:: To-do list ::
a. Answer these about the deposit account agreement excerpt:
(i) How many days' prior written notice must the Deposit Account Agent give in order to resign?
(ii) If instructions are not received within 30 days after the resignation takes effect, with whom may the Deposit Account Agent deposit the Deposit Funds?
(iii) What becomes of a termination notice if the Company and Underwriter fail to appoint a successor deposit account agent within the 30-day period?
b. Write the next part of the deposit account agreement excerpt, picking up after the final sentence of section 7.

:: Given text ::
--- --- ---

The Deposit Account Agent’s liability for failure to comply with this section shall not exceed the cost of providing such
information.

 

    4

     

    

 

6. Resignation
and Termination of the Deposit Account Agent. The Deposit Account Agent may resign at any time by giving 30 days’ prior
written notice of such resignation to Underwriter and the Company. Upon providing such notice, the Deposit Account Agent shall
have no further obligation hereunder except to hold as depositary the Deposit Funds that it receives until the end of such 30-day
period. In such event, the Deposit Account Agent shall not take any action, other than receiving and depositing Investors’
checks and wire transfers in accordance with this Agreement, until the Company has designated a banking corporation, trust company,
attorney or other person as successor. Upon receipt of such written designation signed by Underwriter and the Company, the Deposit
Account Agent shall promptly deliver the Deposit Funds to such successor and shall thereafter have no further obligations hereunder.
If such instructions are not received within 30 days following the effective date of such resignation, then the Deposit Account
Agent may deposit the Deposit Funds held by it pursuant to this Agreement with a clerk of a court of competent jurisdiction pending
the appointment of a successor. In either case provided for in this Section, the Deposit Account Agent shall be relieved of all
further obligations and released from all liability thereafter arising with respect to the Deposit Funds.

 

7. Termination.
The Company and Underwriter may terminate the appointment of the Deposit Account Agent hereunder upon written notice specifying
the date upon which such termination shall take effect, which date shall be at least 30 days from the date of such notice. In
the event of such termination, the Company and Underwriter shall, within 30 days of such notice, appoint a successor deposit account
agent and the Deposit Account Agent shall, upon receipt of written instructions signed by the Company and Underwriter, turn over
to such successor deposit account agent all of the Deposit Funds; provided, however, that if the Company and Underwriter
fail to appoint a successor deposit account agent within such 30-day period, such termination notice shall be null and void and
the Deposit Account Agent shall continue to be bound by all of the provisions hereof. Upon receipt of the Deposit Funds, the successor
deposit account agent shall become the deposit account agent hereunder and shall be bound by all of the provisions hereof and
Deposit Account Agent shall be relieved of all further obligations and released from all liability thereafter arising with respect
to the Deposit Funds and under this Agreement.

--- --- ---

:: Data excerpts ::

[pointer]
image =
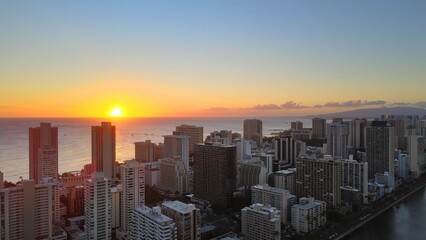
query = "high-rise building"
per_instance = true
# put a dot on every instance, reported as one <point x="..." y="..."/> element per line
<point x="173" y="175"/>
<point x="222" y="137"/>
<point x="215" y="173"/>
<point x="275" y="197"/>
<point x="285" y="179"/>
<point x="252" y="172"/>
<point x="308" y="215"/>
<point x="417" y="152"/>
<point x="195" y="134"/>
<point x="133" y="192"/>
<point x="267" y="159"/>
<point x="298" y="125"/>
<point x="421" y="127"/>
<point x="400" y="125"/>
<point x="144" y="151"/>
<point x="318" y="128"/>
<point x="287" y="150"/>
<point x="356" y="133"/>
<point x="186" y="217"/>
<point x="152" y="174"/>
<point x="355" y="175"/>
<point x="75" y="204"/>
<point x="30" y="210"/>
<point x="243" y="149"/>
<point x="103" y="149"/>
<point x="148" y="151"/>
<point x="149" y="223"/>
<point x="260" y="222"/>
<point x="380" y="146"/>
<point x="43" y="152"/>
<point x="253" y="130"/>
<point x="97" y="207"/>
<point x="115" y="207"/>
<point x="337" y="139"/>
<point x="177" y="146"/>
<point x="319" y="178"/>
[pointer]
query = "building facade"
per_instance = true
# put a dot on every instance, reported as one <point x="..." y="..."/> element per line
<point x="319" y="178"/>
<point x="215" y="173"/>
<point x="318" y="128"/>
<point x="253" y="130"/>
<point x="103" y="149"/>
<point x="133" y="192"/>
<point x="259" y="222"/>
<point x="380" y="146"/>
<point x="308" y="215"/>
<point x="275" y="197"/>
<point x="186" y="217"/>
<point x="30" y="211"/>
<point x="195" y="134"/>
<point x="149" y="223"/>
<point x="97" y="207"/>
<point x="43" y="152"/>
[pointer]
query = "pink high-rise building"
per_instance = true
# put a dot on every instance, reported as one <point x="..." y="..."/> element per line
<point x="43" y="152"/>
<point x="103" y="149"/>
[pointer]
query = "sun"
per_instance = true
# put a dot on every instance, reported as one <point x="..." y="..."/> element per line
<point x="116" y="112"/>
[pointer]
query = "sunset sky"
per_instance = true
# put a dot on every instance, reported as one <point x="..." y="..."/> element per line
<point x="209" y="58"/>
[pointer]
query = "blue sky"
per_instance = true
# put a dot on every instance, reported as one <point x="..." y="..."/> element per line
<point x="206" y="54"/>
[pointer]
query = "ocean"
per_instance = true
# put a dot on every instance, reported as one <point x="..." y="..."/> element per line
<point x="75" y="137"/>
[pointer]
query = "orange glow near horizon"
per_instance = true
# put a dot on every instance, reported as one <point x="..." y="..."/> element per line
<point x="116" y="112"/>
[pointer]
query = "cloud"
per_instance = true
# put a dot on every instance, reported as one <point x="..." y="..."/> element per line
<point x="266" y="107"/>
<point x="354" y="103"/>
<point x="400" y="104"/>
<point x="377" y="102"/>
<point x="293" y="105"/>
<point x="217" y="109"/>
<point x="420" y="104"/>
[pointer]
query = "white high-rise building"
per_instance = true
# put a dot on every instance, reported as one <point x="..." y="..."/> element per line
<point x="253" y="130"/>
<point x="275" y="197"/>
<point x="103" y="149"/>
<point x="133" y="192"/>
<point x="259" y="222"/>
<point x="43" y="152"/>
<point x="243" y="149"/>
<point x="150" y="224"/>
<point x="416" y="150"/>
<point x="173" y="175"/>
<point x="286" y="179"/>
<point x="252" y="172"/>
<point x="97" y="207"/>
<point x="187" y="219"/>
<point x="337" y="139"/>
<point x="177" y="145"/>
<point x="421" y="127"/>
<point x="30" y="210"/>
<point x="308" y="215"/>
<point x="380" y="148"/>
<point x="116" y="207"/>
<point x="195" y="134"/>
<point x="355" y="175"/>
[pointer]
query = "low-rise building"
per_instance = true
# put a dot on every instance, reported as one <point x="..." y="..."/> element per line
<point x="260" y="222"/>
<point x="308" y="215"/>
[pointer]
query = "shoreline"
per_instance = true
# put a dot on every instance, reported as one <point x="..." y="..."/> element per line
<point x="354" y="228"/>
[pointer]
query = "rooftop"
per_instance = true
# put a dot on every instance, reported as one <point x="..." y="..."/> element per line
<point x="266" y="187"/>
<point x="179" y="206"/>
<point x="154" y="214"/>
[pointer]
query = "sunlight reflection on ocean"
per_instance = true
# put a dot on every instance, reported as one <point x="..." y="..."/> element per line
<point x="75" y="136"/>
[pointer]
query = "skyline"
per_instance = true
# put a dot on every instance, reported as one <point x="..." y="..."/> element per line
<point x="215" y="58"/>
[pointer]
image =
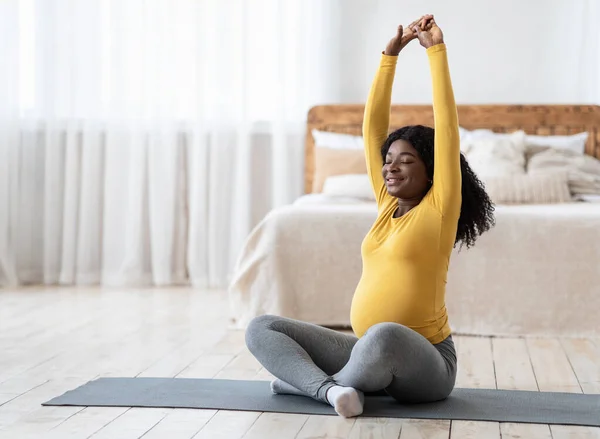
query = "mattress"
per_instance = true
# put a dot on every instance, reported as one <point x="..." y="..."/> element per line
<point x="536" y="272"/>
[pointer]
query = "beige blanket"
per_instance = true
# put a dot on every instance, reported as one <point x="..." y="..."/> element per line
<point x="536" y="272"/>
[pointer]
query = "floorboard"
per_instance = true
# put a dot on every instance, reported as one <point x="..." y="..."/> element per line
<point x="55" y="339"/>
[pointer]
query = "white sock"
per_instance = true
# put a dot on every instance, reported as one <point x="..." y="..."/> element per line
<point x="347" y="401"/>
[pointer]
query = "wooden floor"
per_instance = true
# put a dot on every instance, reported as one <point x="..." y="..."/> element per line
<point x="53" y="340"/>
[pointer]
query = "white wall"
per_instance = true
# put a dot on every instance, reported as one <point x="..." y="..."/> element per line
<point x="510" y="51"/>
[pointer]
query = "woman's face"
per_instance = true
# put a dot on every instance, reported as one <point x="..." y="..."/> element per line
<point x="404" y="172"/>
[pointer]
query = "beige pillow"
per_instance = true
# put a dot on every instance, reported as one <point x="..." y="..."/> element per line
<point x="540" y="188"/>
<point x="330" y="162"/>
<point x="496" y="156"/>
<point x="583" y="171"/>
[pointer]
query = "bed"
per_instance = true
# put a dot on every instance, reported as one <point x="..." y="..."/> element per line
<point x="536" y="272"/>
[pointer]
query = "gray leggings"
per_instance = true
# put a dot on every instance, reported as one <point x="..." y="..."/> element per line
<point x="389" y="357"/>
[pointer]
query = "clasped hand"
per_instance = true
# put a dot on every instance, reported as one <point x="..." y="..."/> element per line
<point x="424" y="29"/>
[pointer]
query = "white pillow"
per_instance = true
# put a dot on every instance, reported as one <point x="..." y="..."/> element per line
<point x="349" y="185"/>
<point x="575" y="142"/>
<point x="496" y="156"/>
<point x="325" y="139"/>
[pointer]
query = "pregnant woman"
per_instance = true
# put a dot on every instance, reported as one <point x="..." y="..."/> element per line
<point x="428" y="200"/>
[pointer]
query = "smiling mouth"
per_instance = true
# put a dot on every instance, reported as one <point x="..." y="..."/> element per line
<point x="393" y="181"/>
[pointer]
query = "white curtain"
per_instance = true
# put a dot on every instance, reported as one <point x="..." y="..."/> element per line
<point x="141" y="140"/>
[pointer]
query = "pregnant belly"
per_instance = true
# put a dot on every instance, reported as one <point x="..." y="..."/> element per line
<point x="388" y="301"/>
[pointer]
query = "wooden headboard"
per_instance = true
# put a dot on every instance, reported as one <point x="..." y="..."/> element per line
<point x="533" y="119"/>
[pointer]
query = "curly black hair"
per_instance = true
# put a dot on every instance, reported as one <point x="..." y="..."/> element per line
<point x="477" y="210"/>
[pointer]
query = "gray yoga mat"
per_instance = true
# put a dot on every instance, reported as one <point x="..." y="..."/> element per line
<point x="463" y="404"/>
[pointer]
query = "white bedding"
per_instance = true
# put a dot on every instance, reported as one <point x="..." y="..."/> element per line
<point x="536" y="272"/>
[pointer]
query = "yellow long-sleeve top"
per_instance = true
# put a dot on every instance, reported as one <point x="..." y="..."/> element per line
<point x="405" y="259"/>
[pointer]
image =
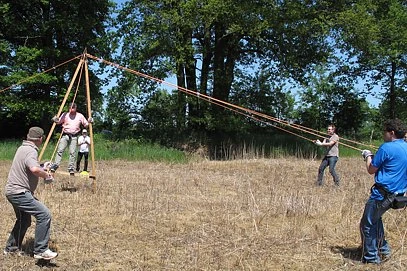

--- --- ---

:: Results in order ::
a.
(i) 30 days.
(ii) With a clerk of a court of competent jurisdiction, pending the appointment of a successor.
(iii) It is null and void, and the Deposit Account Agent continues to be bound by all of the provisions of the agreement.

b.
 

8. Investment.
All funds received by the Deposit Account Agent shall be held only in non-interest-bearing accounts at Pacific Mercantile Bank.

 

9. Compensation.
Deposit Account Agent shall be entitled, for the duties to be performed by it hereunder, to a fee as set forth on Schedule III.
In addition, the Company shall be obligated to reimburse Deposit Account Agent for all fees, costs and expenses incurred or that
become due in connection with this Agreement or the Deposit Account, including reasonable attorney’s fees. Neither the modification,
cancellation, termination or rescission of this Agreement nor the resignation or termination of the Deposit Account Agent shall
affect the right of Deposit Account Agent to retain the amount of any fee which has been paid, or to be reimbursed or paid any
amount which has been incurred or becomes due, prior to the effective date of any such modification, cancellation, termination,
resignation or rescission. To the extent the Deposit Account Agent has incurred any such expenses, or any such fee becomes due,
prior to any closing, the Deposit Account Agent shall advise the Company and the Company shall direct all such amounts to be paid
directly at any such closing.

 

    5

     

    

 

10. Notices.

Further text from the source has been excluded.